## Activity:
Among the entries below, only the lines starting at the one with "Would you be able to mark the chrome front" and ending at the one with "Would you be able to mark the black", both included, are to be printed exactly.

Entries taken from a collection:
+ + +
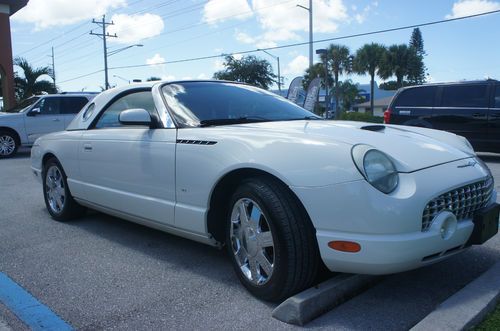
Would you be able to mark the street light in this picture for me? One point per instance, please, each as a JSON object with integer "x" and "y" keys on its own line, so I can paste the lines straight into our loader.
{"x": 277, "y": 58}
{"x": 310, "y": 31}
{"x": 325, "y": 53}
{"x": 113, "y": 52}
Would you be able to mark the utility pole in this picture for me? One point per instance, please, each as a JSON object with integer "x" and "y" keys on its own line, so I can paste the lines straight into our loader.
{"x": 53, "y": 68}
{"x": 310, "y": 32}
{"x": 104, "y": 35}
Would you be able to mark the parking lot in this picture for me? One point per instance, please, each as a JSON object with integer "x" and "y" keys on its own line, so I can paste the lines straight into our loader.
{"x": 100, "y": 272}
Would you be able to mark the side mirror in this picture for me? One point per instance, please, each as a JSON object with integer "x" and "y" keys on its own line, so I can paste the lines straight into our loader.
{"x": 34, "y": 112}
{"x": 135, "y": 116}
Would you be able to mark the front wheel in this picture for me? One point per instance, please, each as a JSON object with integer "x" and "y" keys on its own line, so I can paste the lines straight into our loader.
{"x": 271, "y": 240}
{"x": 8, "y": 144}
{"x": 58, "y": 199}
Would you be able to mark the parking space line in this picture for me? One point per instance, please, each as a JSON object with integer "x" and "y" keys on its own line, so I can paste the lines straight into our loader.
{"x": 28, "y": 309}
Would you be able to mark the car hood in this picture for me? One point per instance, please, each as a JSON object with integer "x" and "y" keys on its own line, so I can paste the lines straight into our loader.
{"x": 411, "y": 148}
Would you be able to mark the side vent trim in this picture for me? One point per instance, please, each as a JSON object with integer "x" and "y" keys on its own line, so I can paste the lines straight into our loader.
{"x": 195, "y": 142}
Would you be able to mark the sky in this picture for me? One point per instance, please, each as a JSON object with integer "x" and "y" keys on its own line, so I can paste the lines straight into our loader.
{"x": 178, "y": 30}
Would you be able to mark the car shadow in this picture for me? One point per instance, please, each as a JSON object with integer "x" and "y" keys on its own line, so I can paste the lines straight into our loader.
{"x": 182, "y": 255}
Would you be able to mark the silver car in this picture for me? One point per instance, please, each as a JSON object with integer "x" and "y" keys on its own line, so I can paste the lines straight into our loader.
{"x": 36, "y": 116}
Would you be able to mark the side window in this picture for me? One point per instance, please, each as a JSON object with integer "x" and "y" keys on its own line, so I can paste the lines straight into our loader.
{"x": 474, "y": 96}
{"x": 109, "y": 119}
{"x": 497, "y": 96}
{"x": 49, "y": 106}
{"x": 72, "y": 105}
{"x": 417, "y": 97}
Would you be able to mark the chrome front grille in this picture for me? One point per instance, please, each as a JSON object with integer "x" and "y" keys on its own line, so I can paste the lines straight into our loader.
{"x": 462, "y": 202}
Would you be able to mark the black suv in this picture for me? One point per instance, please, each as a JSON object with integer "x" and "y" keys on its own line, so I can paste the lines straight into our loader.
+ + +
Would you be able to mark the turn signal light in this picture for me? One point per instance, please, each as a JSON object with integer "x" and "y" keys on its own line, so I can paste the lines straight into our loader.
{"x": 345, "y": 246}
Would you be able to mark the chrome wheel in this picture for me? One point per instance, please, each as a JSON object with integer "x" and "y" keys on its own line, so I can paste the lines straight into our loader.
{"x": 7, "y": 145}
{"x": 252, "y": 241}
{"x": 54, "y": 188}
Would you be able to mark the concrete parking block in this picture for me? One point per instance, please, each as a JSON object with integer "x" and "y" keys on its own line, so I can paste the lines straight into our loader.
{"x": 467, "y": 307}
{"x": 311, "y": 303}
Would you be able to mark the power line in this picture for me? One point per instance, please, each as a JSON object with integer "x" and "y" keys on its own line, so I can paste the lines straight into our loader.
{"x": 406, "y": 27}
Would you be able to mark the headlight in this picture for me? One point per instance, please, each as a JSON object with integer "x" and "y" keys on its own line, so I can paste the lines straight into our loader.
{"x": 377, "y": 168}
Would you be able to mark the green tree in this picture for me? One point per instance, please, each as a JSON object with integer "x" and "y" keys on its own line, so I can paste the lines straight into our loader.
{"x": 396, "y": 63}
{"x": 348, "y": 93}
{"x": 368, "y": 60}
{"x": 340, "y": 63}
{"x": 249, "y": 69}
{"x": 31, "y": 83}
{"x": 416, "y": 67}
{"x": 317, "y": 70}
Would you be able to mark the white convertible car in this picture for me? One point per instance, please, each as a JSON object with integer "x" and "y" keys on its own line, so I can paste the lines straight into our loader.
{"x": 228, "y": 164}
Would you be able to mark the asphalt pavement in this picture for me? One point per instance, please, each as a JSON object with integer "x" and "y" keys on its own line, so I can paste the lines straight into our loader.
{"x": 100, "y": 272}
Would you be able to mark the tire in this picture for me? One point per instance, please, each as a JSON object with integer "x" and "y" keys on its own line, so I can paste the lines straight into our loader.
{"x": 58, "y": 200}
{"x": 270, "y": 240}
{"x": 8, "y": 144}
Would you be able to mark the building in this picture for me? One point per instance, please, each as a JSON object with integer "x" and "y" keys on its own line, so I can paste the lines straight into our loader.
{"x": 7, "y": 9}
+ + +
## Result of the task:
Would you be able to mark the chrome front grille in this picture for me? One point per instance, please, each as a JSON object with integer "x" and "y" keys on its own line, so I can paste the lines straight into our loader.
{"x": 462, "y": 202}
Would you be able to mark the black suv in this picture for me? One point per instance, please, each as a JSON object with integer "x" and "y" keys on its own line, so I can paste the lines straight into our loader.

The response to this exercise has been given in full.